[Set exercise] Write the line that includes "find freezer door" and all subsequent lines, exactly as written, and nothing more.

[Recorded data]
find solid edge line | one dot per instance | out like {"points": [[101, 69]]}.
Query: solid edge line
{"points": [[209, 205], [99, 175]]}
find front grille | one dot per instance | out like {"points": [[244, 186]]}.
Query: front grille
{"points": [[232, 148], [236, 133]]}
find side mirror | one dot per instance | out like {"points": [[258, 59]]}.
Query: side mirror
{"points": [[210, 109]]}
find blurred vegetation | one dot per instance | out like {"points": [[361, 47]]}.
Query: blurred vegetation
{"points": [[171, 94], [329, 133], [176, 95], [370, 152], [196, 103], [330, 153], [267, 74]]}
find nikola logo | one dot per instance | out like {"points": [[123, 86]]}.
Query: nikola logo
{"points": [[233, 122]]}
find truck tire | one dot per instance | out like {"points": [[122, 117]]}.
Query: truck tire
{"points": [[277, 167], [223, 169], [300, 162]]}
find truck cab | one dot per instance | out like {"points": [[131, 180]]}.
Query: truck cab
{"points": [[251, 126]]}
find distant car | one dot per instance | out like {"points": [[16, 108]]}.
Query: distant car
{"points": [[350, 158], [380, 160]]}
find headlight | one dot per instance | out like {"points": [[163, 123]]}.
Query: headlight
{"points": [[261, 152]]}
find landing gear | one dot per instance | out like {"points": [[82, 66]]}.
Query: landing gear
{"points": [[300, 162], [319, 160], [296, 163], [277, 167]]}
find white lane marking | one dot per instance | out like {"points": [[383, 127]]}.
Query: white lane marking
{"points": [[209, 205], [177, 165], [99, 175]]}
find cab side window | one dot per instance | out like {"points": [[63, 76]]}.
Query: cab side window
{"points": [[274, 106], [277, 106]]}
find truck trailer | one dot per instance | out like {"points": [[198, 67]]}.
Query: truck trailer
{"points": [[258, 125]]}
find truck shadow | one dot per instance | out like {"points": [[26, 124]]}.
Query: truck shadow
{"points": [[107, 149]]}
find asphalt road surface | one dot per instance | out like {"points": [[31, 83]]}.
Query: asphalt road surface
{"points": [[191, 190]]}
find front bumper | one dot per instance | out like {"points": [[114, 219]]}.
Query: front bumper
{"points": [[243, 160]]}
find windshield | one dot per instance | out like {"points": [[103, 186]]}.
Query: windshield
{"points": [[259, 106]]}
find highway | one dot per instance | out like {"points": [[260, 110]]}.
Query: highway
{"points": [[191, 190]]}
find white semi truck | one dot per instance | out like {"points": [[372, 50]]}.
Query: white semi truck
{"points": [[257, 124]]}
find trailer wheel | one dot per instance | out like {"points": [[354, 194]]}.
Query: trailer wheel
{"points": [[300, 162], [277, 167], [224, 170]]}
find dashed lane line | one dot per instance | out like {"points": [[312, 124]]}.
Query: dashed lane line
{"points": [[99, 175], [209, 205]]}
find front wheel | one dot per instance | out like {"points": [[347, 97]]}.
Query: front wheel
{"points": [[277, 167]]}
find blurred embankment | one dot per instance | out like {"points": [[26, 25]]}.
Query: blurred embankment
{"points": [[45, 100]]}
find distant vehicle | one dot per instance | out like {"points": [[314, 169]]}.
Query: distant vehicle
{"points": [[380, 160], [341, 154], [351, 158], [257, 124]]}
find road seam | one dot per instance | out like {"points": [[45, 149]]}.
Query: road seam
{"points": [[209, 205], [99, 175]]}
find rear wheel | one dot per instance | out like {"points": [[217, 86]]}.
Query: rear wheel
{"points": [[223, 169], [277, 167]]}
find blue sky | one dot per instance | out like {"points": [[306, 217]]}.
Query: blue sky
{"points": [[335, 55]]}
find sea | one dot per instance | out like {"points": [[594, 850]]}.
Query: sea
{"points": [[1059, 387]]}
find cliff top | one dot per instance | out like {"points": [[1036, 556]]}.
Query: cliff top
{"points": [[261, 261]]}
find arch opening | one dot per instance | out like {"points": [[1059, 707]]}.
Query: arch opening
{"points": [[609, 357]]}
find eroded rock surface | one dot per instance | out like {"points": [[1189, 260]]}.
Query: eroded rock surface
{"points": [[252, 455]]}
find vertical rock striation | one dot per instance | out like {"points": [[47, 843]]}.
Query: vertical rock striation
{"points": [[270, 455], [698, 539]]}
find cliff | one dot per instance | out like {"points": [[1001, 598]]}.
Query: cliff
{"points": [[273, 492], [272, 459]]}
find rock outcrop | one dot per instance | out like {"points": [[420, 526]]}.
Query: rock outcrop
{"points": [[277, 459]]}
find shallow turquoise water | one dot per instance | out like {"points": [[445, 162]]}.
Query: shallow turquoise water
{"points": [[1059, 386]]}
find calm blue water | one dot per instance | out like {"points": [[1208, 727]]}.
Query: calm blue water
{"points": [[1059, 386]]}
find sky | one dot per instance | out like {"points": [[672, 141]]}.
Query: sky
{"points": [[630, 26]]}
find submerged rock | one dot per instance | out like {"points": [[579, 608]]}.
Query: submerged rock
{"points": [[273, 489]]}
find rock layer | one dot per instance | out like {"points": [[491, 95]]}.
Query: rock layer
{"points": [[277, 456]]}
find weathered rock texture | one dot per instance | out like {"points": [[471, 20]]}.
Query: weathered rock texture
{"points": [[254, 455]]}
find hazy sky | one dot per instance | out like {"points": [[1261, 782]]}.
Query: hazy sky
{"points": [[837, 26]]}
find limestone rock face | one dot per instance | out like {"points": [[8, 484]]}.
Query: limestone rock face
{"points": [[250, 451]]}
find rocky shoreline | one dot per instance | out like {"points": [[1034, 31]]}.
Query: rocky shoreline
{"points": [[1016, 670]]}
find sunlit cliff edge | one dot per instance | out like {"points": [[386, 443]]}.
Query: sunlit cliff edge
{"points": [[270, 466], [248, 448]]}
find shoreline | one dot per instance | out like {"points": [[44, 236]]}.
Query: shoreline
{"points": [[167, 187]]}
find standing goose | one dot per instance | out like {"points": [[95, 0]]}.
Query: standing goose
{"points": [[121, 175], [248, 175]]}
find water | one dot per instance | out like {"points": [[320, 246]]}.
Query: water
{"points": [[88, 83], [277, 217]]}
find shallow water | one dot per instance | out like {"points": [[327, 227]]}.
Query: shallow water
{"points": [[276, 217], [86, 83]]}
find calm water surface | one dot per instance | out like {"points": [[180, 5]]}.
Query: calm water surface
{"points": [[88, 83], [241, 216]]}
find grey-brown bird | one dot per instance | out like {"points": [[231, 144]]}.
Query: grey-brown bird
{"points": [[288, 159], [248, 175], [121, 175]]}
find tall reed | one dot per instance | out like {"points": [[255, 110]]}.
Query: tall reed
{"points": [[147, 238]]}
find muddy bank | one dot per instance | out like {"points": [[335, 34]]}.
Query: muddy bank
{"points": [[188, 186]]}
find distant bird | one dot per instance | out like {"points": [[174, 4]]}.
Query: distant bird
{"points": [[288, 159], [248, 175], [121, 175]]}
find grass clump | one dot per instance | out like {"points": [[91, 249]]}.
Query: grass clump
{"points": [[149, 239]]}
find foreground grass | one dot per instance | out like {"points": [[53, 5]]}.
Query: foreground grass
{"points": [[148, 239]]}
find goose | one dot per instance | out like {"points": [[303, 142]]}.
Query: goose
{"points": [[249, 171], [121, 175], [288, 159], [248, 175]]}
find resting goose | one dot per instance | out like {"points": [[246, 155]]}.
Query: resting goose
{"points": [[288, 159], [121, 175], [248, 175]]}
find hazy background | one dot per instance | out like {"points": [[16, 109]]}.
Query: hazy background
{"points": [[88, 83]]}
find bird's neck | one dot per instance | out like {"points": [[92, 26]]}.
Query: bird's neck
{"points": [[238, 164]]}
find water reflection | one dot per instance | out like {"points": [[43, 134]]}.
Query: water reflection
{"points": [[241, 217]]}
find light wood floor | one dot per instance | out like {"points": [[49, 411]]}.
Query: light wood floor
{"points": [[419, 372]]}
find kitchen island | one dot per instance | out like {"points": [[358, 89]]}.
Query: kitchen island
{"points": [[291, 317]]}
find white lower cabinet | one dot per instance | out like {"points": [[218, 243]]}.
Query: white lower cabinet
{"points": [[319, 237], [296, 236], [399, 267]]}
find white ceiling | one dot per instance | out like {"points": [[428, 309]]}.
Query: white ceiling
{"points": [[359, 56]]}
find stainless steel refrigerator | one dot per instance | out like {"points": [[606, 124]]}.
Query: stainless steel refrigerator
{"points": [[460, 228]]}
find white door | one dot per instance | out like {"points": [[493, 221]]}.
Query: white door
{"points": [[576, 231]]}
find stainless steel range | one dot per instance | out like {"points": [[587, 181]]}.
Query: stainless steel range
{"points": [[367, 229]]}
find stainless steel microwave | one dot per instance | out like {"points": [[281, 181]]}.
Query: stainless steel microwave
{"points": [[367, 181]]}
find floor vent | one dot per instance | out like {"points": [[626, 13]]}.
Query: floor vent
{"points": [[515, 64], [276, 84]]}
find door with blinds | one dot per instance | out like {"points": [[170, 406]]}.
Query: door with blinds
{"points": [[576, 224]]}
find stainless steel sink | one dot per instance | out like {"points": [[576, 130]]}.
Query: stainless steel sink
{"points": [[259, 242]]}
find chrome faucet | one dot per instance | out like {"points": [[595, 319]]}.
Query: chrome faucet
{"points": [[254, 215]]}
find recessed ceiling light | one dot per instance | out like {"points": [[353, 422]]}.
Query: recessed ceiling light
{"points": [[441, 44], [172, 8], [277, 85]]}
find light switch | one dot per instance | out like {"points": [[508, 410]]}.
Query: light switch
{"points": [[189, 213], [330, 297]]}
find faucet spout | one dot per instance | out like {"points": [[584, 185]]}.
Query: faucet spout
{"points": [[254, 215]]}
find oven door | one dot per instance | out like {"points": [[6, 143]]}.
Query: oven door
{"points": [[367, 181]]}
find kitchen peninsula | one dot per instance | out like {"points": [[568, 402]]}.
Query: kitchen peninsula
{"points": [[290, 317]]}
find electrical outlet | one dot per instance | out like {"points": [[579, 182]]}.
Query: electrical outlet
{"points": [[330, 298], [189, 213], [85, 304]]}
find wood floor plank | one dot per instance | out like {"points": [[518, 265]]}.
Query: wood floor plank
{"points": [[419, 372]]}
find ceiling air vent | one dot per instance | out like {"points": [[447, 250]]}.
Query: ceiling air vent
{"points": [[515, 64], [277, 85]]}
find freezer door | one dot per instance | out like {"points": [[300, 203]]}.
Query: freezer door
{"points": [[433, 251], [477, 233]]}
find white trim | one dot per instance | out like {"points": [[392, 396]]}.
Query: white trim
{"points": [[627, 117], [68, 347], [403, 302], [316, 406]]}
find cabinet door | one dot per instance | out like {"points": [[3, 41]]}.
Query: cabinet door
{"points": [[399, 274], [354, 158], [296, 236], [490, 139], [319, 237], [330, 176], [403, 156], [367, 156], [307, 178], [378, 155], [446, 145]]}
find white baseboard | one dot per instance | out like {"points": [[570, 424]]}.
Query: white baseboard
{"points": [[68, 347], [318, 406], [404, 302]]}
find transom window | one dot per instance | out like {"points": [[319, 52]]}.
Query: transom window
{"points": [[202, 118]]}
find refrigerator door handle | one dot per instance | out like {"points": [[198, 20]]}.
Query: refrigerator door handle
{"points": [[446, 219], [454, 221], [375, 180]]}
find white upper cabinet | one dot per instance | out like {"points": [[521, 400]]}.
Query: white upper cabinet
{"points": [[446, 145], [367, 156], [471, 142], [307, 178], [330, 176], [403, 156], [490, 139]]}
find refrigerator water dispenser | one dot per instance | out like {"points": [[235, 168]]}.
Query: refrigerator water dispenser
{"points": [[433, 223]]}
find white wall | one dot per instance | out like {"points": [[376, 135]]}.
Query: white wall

[Task solution]
find freezer door | one dot per instance | out like {"points": [[300, 203]]}.
Query: freezer door
{"points": [[433, 251], [477, 233]]}
find white trim | one dot per instance | out like {"points": [[392, 396]]}.
Query: white trim
{"points": [[627, 117], [68, 347], [403, 302], [316, 406]]}
find cabinet door | one dot per instance | out like {"points": [[3, 41]]}.
Query: cabinet door
{"points": [[399, 274], [354, 158], [296, 236], [490, 139], [319, 237], [330, 176], [403, 156], [367, 156], [307, 178], [378, 155], [446, 145]]}
find white baseboard | one dot per instance | out like {"points": [[570, 424]]}.
Query: white baseboard
{"points": [[68, 347], [318, 406], [404, 302]]}
find transom window | one dot per instance | out like {"points": [[319, 52]]}.
Query: transom window
{"points": [[202, 118]]}
find refrigerator door handle | one dot per instance | out like {"points": [[198, 20]]}.
Query: refrigerator door handle
{"points": [[446, 219], [454, 221], [375, 180]]}
find white upper cabinet | one dot per instance | out like {"points": [[521, 400]]}.
Query: white upper cabinet
{"points": [[446, 145], [367, 156], [471, 142], [307, 178], [330, 176], [403, 156], [490, 139]]}
find refrigerator water dispenser | one dot per instance | out like {"points": [[235, 168]]}.
Query: refrigerator water dispenser
{"points": [[433, 223]]}
find white wall | one dot per instance | out like {"points": [[376, 135]]}.
Query: white wall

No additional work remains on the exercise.